*STATED PROBLEM:* Count how many lines in the items below contain the word "ceiling", with uppercase and lowercase treated as different. Reply with that number only.

══ DATA SUPPLIED ══

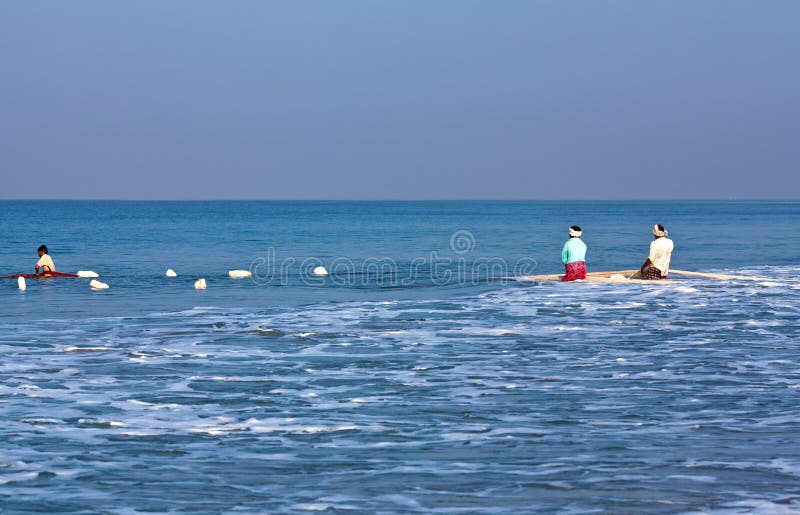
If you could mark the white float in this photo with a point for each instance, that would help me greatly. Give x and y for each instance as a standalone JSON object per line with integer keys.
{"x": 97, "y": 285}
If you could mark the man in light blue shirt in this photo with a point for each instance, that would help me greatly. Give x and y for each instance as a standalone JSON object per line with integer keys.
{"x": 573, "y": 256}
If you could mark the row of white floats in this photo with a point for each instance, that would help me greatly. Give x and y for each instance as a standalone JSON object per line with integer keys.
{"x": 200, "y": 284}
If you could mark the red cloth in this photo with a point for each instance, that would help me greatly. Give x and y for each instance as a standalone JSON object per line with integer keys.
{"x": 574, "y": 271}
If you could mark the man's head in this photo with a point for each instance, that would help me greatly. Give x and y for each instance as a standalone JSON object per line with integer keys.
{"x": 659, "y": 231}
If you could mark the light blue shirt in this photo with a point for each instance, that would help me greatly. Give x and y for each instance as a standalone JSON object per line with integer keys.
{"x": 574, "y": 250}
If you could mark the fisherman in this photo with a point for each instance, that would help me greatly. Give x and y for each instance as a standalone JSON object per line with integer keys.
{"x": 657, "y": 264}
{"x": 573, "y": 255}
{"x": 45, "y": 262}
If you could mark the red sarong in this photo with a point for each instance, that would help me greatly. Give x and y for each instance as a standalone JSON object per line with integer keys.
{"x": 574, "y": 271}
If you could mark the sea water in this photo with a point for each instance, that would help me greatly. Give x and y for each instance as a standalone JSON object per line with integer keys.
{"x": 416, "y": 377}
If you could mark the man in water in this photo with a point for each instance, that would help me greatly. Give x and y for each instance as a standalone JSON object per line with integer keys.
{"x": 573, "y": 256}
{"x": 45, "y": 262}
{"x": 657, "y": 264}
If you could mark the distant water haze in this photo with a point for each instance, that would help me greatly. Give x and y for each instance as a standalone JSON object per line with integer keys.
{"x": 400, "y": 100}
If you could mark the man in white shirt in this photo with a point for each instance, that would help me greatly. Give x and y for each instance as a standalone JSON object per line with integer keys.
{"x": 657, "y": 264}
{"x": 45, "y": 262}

═══
══ DATA SUPPLIED ══

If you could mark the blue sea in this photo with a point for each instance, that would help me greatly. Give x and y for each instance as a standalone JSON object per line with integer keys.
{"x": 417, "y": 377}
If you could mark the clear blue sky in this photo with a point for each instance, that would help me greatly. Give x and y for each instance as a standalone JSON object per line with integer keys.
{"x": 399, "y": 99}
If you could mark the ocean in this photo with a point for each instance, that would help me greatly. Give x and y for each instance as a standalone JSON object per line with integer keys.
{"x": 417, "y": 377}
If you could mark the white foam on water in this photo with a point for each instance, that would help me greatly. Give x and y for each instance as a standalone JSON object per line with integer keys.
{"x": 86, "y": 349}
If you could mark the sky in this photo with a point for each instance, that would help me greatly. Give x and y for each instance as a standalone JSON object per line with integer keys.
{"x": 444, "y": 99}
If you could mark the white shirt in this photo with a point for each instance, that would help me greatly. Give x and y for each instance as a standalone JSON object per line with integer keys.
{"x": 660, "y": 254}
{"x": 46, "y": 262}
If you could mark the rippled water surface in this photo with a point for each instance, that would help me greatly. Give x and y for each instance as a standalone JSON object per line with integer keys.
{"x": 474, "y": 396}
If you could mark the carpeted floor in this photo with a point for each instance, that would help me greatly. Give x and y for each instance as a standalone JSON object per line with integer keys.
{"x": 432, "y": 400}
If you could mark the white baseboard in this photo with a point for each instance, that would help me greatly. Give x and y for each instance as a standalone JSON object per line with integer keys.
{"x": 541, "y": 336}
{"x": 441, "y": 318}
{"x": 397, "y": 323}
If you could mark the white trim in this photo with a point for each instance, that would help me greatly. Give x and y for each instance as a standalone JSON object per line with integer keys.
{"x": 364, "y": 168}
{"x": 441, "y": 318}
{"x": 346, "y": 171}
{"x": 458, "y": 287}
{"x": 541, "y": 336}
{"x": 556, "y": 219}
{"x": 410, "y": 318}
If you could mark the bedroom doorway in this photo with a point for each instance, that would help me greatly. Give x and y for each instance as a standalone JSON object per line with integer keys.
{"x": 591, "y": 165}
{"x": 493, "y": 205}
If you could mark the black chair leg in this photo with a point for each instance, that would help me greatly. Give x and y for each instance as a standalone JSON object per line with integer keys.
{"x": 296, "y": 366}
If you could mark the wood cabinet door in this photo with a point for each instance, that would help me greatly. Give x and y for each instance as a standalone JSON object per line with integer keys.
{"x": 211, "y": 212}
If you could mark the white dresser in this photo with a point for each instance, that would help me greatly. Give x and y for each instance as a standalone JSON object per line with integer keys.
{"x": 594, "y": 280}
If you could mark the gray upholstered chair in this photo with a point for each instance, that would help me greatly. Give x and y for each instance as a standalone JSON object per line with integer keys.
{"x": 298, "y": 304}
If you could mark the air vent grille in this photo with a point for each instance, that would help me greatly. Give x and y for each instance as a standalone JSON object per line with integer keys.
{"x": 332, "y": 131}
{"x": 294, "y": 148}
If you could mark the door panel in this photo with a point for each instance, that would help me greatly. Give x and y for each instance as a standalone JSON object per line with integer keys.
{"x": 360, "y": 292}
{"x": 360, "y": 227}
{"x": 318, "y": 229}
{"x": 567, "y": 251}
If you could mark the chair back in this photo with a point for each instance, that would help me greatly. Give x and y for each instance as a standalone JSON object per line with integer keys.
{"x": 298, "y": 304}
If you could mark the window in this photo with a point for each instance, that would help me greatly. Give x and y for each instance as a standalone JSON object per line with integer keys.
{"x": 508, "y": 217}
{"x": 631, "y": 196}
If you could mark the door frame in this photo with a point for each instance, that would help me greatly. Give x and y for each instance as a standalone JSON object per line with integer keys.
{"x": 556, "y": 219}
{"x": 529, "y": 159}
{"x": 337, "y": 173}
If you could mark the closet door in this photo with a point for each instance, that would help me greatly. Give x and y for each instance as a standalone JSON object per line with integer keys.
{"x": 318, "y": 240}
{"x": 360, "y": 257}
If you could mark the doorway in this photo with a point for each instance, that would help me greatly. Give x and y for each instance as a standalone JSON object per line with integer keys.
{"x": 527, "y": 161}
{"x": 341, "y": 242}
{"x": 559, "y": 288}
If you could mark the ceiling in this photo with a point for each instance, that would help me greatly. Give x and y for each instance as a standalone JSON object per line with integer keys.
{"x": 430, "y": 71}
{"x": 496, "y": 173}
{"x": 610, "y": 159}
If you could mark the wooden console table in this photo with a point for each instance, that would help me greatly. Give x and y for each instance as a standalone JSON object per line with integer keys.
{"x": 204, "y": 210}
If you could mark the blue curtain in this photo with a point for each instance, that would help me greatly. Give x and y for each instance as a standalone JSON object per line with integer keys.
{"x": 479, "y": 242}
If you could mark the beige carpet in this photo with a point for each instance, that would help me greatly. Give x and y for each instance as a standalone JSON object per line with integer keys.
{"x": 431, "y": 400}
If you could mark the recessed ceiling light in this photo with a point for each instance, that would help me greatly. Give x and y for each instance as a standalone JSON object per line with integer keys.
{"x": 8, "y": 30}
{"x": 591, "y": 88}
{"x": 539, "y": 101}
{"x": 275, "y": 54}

═══

*RESULT BELOW:* 2